### Dataset items
::::::::::
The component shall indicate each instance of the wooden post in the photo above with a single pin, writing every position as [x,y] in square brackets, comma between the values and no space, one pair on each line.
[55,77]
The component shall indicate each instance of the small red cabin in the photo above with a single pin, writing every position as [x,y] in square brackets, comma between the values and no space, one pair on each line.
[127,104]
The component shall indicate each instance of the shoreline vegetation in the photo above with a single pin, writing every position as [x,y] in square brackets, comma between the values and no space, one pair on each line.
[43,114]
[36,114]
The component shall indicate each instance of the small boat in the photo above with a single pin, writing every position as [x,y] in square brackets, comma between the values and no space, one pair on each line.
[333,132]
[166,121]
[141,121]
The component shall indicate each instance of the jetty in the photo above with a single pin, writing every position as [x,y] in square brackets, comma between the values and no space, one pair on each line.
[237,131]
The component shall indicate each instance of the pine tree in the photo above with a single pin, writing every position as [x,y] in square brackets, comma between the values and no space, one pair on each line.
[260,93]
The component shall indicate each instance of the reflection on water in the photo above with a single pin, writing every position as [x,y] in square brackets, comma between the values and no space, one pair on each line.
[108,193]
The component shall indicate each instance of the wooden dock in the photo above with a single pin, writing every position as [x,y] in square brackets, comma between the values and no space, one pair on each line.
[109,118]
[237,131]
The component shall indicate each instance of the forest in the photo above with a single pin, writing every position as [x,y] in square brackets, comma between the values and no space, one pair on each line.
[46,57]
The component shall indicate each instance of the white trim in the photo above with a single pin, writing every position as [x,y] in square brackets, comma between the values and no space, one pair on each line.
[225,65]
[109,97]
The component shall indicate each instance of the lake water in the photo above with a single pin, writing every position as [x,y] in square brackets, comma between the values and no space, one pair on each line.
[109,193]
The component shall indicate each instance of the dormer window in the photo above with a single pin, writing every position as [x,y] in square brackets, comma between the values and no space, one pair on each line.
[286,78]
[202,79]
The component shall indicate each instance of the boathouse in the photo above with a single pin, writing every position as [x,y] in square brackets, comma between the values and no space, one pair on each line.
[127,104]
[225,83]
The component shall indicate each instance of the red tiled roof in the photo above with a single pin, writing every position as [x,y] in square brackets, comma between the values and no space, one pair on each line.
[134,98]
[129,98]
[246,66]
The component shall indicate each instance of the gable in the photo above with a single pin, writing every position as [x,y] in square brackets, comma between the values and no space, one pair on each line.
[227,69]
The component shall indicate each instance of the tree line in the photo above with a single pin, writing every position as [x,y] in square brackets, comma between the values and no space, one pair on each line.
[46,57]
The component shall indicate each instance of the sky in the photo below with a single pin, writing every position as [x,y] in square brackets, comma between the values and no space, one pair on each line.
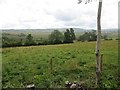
[42,14]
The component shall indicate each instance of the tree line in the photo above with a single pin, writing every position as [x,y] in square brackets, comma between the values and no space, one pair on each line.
[56,37]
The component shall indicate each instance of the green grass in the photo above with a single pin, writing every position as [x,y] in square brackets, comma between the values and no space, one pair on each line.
[73,62]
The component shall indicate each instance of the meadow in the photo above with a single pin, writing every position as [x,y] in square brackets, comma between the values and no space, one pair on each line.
[73,62]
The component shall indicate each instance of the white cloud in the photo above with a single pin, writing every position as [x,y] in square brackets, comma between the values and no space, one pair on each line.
[56,13]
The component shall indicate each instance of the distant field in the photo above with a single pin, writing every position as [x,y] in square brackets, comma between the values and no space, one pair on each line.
[73,62]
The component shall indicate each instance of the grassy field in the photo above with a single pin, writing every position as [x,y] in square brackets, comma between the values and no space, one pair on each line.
[73,62]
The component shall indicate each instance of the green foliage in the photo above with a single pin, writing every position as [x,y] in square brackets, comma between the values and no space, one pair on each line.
[56,37]
[73,62]
[29,40]
[69,36]
[88,36]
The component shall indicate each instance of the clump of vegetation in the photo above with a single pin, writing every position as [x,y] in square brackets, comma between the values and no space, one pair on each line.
[88,36]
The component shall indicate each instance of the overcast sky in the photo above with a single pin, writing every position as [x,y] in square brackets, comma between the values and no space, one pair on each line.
[32,14]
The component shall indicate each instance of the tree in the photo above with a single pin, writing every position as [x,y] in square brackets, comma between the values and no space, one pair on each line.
[72,34]
[56,37]
[29,40]
[98,60]
[67,37]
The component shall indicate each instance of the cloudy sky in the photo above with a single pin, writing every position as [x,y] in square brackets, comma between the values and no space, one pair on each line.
[32,14]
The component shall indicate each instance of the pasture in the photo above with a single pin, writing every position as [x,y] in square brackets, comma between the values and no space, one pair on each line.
[74,62]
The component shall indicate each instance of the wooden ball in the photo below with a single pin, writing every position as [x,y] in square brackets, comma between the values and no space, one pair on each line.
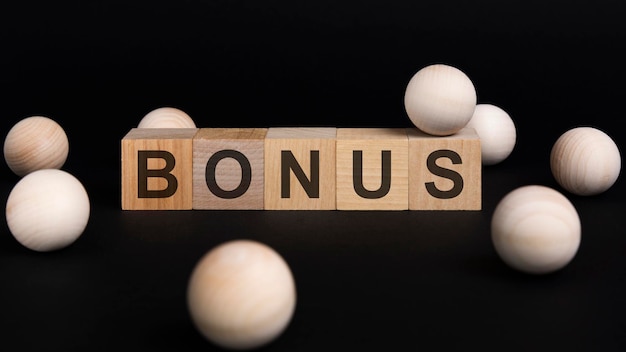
[166,117]
[241,295]
[440,99]
[497,133]
[535,229]
[35,143]
[585,161]
[47,210]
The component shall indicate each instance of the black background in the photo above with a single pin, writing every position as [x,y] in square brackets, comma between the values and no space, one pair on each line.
[365,280]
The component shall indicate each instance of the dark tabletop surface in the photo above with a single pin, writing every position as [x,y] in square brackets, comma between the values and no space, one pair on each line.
[365,280]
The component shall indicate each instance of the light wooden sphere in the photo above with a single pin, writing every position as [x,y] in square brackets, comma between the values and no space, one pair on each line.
[166,117]
[497,133]
[585,161]
[47,210]
[535,229]
[440,99]
[241,295]
[35,143]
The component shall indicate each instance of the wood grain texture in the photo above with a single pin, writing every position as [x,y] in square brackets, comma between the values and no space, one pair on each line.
[301,143]
[585,161]
[176,141]
[35,143]
[458,181]
[372,143]
[233,161]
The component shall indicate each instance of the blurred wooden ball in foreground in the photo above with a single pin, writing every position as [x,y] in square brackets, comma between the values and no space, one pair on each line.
[497,133]
[166,117]
[34,143]
[440,99]
[241,295]
[535,229]
[47,210]
[585,161]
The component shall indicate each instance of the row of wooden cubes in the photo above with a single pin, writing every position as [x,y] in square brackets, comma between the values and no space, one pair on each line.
[304,168]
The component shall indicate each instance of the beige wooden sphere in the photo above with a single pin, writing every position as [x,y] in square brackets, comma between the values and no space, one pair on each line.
[47,210]
[241,295]
[166,117]
[535,229]
[34,143]
[585,161]
[440,99]
[497,133]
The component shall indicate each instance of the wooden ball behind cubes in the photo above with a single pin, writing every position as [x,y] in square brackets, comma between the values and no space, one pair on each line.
[440,99]
[166,117]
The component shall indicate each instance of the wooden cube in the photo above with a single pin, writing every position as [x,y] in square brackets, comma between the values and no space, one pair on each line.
[444,172]
[157,169]
[372,169]
[228,168]
[300,168]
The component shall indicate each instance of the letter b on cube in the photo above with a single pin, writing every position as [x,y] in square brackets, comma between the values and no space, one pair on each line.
[157,169]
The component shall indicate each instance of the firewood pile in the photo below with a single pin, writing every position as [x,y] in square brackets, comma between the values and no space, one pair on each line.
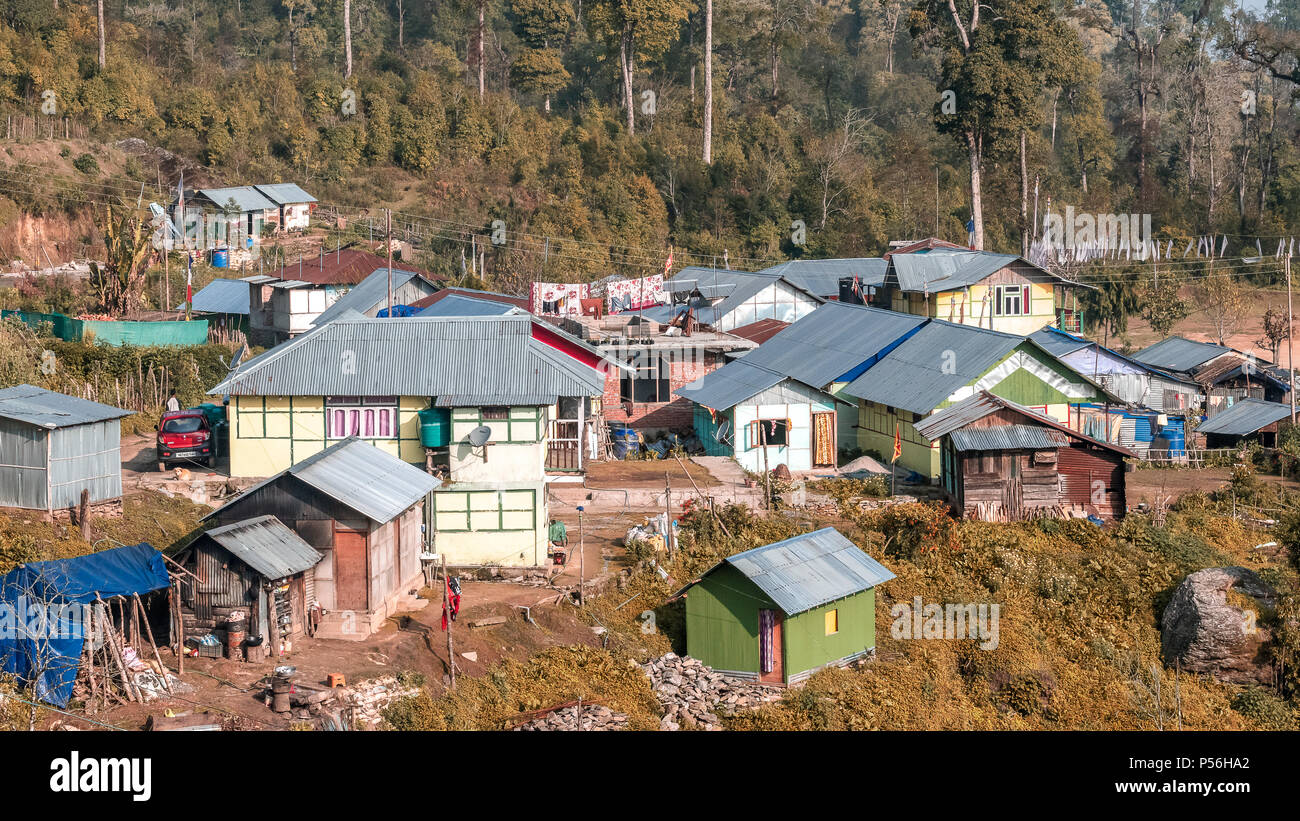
[577,717]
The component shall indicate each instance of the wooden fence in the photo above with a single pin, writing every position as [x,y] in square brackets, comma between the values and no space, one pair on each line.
[26,127]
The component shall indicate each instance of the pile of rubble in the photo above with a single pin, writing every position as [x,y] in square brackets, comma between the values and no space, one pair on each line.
[585,717]
[371,698]
[692,693]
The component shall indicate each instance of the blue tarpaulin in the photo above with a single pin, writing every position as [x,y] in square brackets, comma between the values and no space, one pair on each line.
[43,616]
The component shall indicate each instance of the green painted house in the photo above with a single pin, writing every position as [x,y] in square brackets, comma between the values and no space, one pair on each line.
[780,612]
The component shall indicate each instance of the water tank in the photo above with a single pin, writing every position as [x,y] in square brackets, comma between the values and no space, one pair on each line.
[436,428]
[1173,435]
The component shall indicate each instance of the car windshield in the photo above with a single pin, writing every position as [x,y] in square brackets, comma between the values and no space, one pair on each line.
[182,425]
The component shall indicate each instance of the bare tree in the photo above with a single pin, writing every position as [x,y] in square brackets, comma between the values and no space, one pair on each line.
[99,13]
[835,156]
[347,38]
[709,82]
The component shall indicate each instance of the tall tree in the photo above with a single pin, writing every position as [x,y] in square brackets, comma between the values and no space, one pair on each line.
[99,18]
[540,68]
[347,38]
[641,29]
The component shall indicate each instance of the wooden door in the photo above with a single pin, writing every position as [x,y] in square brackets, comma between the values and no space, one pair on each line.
[823,439]
[350,587]
[771,652]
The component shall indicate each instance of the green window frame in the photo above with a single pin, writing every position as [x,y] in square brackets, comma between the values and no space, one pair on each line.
[507,512]
[523,424]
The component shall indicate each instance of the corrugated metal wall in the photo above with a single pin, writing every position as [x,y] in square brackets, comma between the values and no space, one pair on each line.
[86,456]
[24,482]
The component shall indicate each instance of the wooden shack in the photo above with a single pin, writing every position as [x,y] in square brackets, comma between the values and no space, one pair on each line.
[1001,461]
[258,567]
[363,509]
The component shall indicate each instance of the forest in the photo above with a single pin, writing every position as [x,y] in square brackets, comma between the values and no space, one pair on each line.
[603,133]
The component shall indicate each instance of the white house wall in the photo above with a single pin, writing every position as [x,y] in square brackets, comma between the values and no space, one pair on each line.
[776,302]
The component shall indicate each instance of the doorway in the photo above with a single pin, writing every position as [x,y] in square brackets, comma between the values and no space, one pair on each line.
[771,652]
[823,439]
[350,570]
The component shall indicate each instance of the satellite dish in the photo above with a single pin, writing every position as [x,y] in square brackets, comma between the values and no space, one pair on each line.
[480,435]
[723,431]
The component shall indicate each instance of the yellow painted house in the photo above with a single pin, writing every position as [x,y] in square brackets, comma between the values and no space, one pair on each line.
[944,363]
[403,383]
[996,291]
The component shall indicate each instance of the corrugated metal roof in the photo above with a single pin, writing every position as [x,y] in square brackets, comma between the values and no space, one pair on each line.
[931,365]
[469,400]
[367,294]
[759,331]
[221,296]
[1008,438]
[267,546]
[947,269]
[456,305]
[1058,343]
[519,302]
[341,266]
[417,356]
[944,269]
[241,198]
[822,277]
[1244,417]
[832,342]
[1179,353]
[729,385]
[285,194]
[732,287]
[359,476]
[35,405]
[810,569]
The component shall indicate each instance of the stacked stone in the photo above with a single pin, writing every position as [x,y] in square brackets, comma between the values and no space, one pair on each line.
[692,693]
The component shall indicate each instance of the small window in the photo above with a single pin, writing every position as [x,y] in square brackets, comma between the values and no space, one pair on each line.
[1013,300]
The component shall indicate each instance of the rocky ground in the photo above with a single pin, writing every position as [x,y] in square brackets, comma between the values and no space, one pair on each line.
[579,717]
[693,694]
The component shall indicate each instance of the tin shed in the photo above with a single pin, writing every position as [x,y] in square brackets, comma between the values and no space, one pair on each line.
[780,612]
[362,509]
[52,447]
[256,565]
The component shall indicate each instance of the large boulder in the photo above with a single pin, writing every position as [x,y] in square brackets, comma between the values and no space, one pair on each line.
[1205,631]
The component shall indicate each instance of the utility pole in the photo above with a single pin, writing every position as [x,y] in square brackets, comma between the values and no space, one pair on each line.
[1291,363]
[446,609]
[581,560]
[388,234]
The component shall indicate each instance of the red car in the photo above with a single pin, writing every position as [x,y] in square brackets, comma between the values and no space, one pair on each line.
[186,437]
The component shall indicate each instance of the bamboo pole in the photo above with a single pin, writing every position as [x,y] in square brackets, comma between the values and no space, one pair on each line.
[148,630]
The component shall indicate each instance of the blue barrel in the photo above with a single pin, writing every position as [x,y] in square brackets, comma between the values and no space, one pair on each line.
[1173,434]
[436,428]
[624,439]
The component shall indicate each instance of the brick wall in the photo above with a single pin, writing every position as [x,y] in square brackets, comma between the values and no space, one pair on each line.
[671,416]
::::::::::
### Required work
Extract the closing run of lines, starting with the one containing "The component shall indicate each instance of the tin" and ending at the last, exactly as written.

### Output for this exercise
The component shall indicate each instance of the tin shed in the photo above with a single pin, writing every position as [x,y] in square brackets, comma between the values and no space, one pair on each line.
[780,612]
[362,509]
[52,447]
[256,565]
The component shall indicate each instance of the large boulder in the photo above with a single pin, writing every position as [x,y] in square brackets, comma between the values and no space, one pair on each line.
[1205,631]
The component shall indicate each instance of the utility pole in the photo above with a single pin, writing every position as [x,y] in square brackets, comma between the values and no space, one pair on each line.
[1291,363]
[446,609]
[581,560]
[388,234]
The component shall indicate each instance of the red car in the photo above with a single pin, writing every position as [x,y] in square brackets, comma between the values and no space, one pair on each line.
[186,437]
The component shall indicate each instance of the bamboo pole in the photo above with a single pin, writing every position as [x,y] in square brackets, comma between the values and no space, one pair on each line.
[148,630]
The component shall indicate each instance of the blue barrel in the photo above with a single pin, writing every position as [x,y] in square brackets, comma between the values and no space, one pair on each line.
[1173,434]
[436,428]
[624,439]
The component shall indicate each instance of the brick wall in the photo above with a single pin, writing every position as [x,y] in square brackets, comma between the values and no space, one pair on each line.
[671,416]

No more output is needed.